=== Task prompt ===
Below this line is the material. Write out only its lines from the one containing "Locate the bride in" through the one containing "Locate the wooden mandap", both kept, exactly.

=== Entries supplied ===
⁂
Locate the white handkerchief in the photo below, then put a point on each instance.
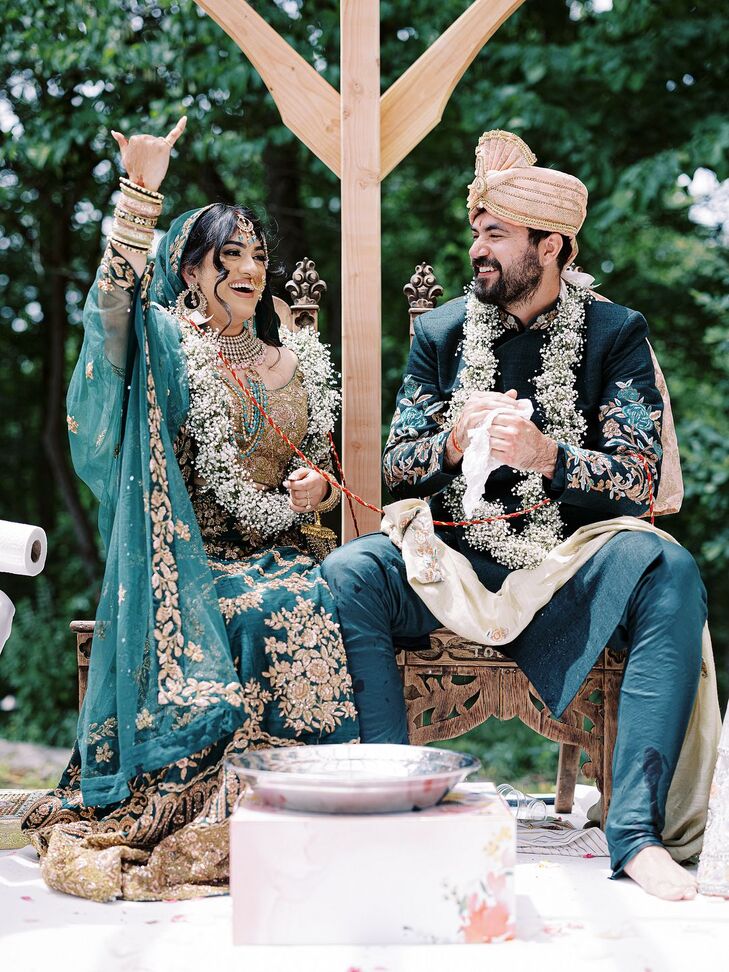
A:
(477, 462)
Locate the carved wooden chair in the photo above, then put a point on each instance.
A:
(454, 685)
(305, 290)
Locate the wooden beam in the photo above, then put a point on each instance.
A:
(361, 301)
(309, 105)
(414, 104)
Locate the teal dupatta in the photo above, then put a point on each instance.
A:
(162, 682)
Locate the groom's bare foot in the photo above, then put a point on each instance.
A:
(657, 873)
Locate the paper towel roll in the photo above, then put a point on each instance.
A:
(7, 611)
(23, 548)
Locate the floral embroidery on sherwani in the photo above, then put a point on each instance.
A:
(183, 678)
(628, 428)
(416, 443)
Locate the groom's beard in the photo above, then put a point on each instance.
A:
(514, 286)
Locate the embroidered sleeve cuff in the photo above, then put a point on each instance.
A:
(555, 487)
(417, 468)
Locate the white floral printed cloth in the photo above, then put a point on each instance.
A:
(478, 463)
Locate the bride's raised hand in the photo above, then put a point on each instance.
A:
(147, 157)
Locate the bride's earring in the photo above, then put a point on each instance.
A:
(190, 301)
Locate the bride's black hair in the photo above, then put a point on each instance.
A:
(212, 231)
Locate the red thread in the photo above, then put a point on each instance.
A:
(351, 496)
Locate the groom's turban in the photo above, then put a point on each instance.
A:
(509, 185)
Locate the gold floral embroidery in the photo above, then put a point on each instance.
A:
(631, 428)
(115, 272)
(104, 753)
(230, 606)
(414, 448)
(194, 652)
(182, 530)
(172, 686)
(310, 689)
(98, 732)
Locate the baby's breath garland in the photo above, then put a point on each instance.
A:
(264, 513)
(555, 393)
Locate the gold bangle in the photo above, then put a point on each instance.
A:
(133, 219)
(128, 246)
(140, 207)
(456, 443)
(329, 502)
(145, 193)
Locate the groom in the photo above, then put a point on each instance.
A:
(529, 330)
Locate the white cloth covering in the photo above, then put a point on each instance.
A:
(478, 463)
(445, 580)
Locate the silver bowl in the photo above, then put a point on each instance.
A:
(352, 778)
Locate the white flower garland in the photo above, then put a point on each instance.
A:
(556, 394)
(264, 513)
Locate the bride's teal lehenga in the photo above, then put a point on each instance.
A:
(211, 637)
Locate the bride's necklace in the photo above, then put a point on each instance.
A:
(245, 350)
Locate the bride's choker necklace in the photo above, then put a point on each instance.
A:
(244, 350)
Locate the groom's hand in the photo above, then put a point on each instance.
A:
(518, 443)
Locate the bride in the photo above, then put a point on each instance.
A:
(215, 631)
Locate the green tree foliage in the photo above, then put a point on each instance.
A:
(627, 98)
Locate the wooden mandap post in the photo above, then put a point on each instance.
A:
(361, 298)
(346, 132)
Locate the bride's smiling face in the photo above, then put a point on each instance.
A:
(244, 260)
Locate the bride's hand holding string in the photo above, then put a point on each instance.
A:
(146, 158)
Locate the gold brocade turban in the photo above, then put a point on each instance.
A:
(508, 184)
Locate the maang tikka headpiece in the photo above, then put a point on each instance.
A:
(247, 234)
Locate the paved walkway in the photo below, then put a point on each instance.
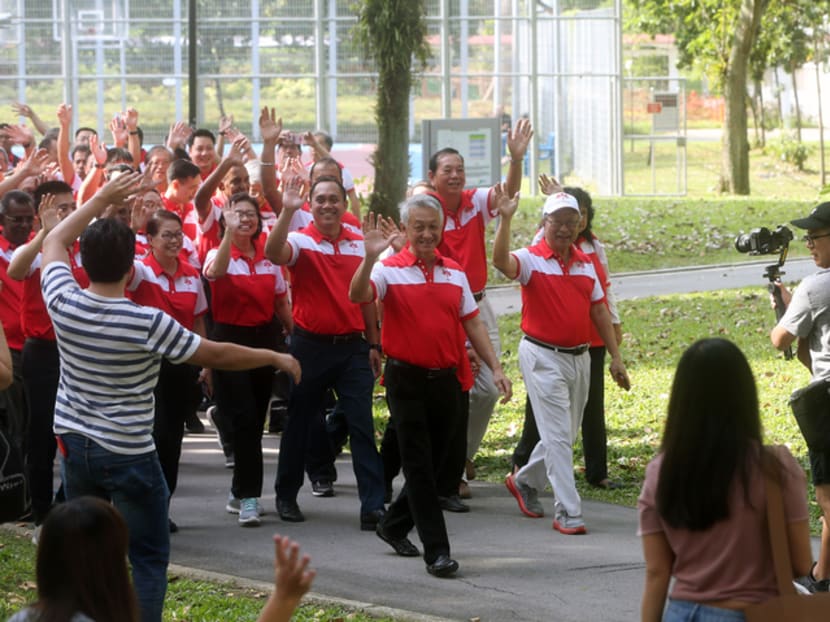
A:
(512, 567)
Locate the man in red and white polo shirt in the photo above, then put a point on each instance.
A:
(561, 297)
(41, 364)
(334, 339)
(428, 313)
(17, 216)
(467, 212)
(183, 181)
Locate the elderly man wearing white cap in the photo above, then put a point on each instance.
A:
(561, 297)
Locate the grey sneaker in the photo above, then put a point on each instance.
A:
(569, 525)
(248, 515)
(322, 488)
(811, 585)
(526, 497)
(234, 505)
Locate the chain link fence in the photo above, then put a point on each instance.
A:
(557, 61)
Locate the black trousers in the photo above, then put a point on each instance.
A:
(594, 436)
(41, 371)
(242, 397)
(13, 403)
(177, 396)
(427, 413)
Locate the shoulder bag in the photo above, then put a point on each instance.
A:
(788, 606)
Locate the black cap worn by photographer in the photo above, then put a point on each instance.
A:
(819, 218)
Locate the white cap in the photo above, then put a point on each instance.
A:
(254, 173)
(560, 200)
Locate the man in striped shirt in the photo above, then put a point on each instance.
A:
(110, 352)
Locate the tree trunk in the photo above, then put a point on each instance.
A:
(735, 146)
(823, 171)
(753, 102)
(778, 97)
(763, 117)
(797, 105)
(391, 159)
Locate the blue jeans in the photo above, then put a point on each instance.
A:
(345, 368)
(687, 611)
(135, 485)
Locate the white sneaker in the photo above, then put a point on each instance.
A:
(248, 515)
(569, 525)
(233, 506)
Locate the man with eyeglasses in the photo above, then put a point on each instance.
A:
(17, 215)
(807, 318)
(40, 362)
(467, 213)
(561, 297)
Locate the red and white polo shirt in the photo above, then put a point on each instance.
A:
(188, 214)
(181, 296)
(11, 299)
(245, 295)
(422, 311)
(321, 271)
(557, 298)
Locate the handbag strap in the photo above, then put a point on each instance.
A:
(778, 535)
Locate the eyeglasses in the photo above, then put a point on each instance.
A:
(558, 224)
(810, 240)
(20, 220)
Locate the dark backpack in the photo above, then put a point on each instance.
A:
(14, 493)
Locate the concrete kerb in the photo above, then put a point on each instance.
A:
(197, 574)
(369, 609)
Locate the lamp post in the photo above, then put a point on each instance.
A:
(628, 64)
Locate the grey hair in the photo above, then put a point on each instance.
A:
(420, 200)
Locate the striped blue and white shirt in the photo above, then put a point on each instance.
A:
(110, 355)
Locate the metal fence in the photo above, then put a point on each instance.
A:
(557, 61)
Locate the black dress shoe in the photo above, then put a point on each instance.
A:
(453, 504)
(369, 520)
(289, 511)
(608, 484)
(443, 566)
(402, 546)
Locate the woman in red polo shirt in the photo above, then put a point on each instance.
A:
(161, 279)
(247, 292)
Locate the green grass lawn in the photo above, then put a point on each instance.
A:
(657, 331)
(187, 600)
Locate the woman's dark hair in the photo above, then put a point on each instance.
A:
(713, 433)
(243, 197)
(585, 202)
(107, 250)
(154, 222)
(82, 564)
(324, 179)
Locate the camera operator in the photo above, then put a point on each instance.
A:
(807, 318)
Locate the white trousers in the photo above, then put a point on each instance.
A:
(484, 394)
(557, 385)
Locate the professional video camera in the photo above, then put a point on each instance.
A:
(762, 241)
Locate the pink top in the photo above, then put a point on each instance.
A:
(733, 558)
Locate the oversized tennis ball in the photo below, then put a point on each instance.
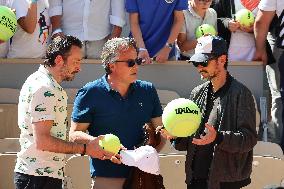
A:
(8, 23)
(110, 143)
(181, 117)
(245, 17)
(205, 29)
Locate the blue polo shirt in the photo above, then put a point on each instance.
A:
(108, 112)
(156, 19)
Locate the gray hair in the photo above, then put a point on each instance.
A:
(114, 47)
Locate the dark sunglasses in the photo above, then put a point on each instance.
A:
(205, 1)
(132, 62)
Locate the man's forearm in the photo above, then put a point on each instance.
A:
(116, 32)
(56, 22)
(178, 22)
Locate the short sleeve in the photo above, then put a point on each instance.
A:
(43, 105)
(131, 6)
(181, 5)
(82, 110)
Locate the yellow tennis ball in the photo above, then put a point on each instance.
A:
(181, 117)
(205, 29)
(110, 143)
(8, 23)
(245, 17)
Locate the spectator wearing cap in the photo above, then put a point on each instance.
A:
(240, 39)
(219, 155)
(155, 28)
(4, 46)
(92, 21)
(32, 35)
(198, 13)
(116, 103)
(268, 9)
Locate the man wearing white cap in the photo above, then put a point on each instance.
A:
(219, 154)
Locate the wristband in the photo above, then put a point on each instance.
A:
(84, 151)
(58, 30)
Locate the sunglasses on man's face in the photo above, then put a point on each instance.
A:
(205, 63)
(132, 62)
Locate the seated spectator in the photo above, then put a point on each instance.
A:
(156, 27)
(93, 22)
(4, 46)
(240, 39)
(32, 36)
(198, 13)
⁂
=== Completed task ===
Locate the bride in the photo above, then put a point on each instance.
A:
(215, 631)
Locate the green tree foliage in the photo above, then put a point on each instance.
A:
(627, 98)
Locate the wooden mandap post in the photo above, then put a point on each instance.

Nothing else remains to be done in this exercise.